• **Data in this exercise**:
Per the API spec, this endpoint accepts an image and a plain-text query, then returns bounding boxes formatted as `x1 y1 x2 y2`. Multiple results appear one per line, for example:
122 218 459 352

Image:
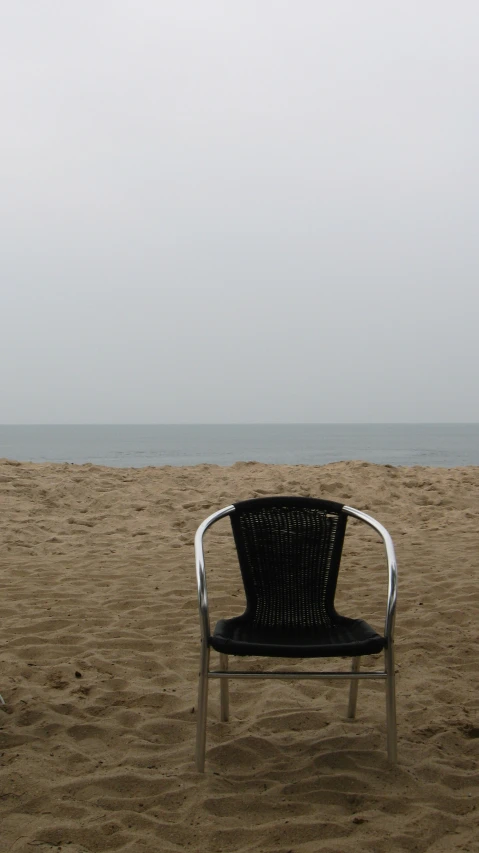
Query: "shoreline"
2 456 479 471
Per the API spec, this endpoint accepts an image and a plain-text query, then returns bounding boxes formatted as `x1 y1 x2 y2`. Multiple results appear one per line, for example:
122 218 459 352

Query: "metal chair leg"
347 656 361 718
219 653 229 722
195 641 210 772
385 643 397 766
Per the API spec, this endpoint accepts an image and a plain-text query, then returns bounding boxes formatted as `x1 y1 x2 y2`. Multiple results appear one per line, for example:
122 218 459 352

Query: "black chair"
195 496 397 771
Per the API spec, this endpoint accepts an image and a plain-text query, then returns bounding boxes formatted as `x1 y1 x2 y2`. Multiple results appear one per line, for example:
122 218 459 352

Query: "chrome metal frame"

• **Aim of the task**: Copy out all the data without changing anything, and drop the pictures.

• **Answer space**:
Per the API spec, this endpoint accepts an image and a plain-text query, then returns bounding boxes formatted as `x1 y1 x2 y2`. Multiple results appear one per line, for example:
122 218 459 352

Image:
Query: "shoreline"
2 456 479 471
Per the API spec, this endpoint accepts an image and a plain-text query, then returns bounding boxes formatted as `x1 y1 x2 y2`. Multiple results appear one per line, for example:
122 218 459 352

Query: "metal chair leg"
347 656 361 718
219 653 229 722
195 641 210 772
385 643 397 766
Per the API spec, this endpoint accepts an image and a plain-text query, then returns bounding boxes formatted as `x1 y1 x2 y2`. Multiple results appear one per line, for example:
122 218 459 352

Query: "black chair"
195 496 397 771
Per the API spec, this endpoint accepts an image and a plain-text query, then returns bounding boxes formatted as `x1 y1 x2 y2`. Multiple results appear one per line, for example:
122 218 459 352

Query: "chrome metal frame"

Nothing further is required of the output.